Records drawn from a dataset
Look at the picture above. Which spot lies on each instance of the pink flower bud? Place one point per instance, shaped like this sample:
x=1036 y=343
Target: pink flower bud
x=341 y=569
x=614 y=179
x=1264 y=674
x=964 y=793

What you need to do:
Set down each entry from above once more, exactly as written.

Written solution:
Look at the picture above. Which spot lies on each instance of the pink flower bud? Place one point per instance, shaped like this sample:
x=1036 y=343
Target: pink flower bud
x=341 y=569
x=614 y=179
x=1264 y=674
x=964 y=793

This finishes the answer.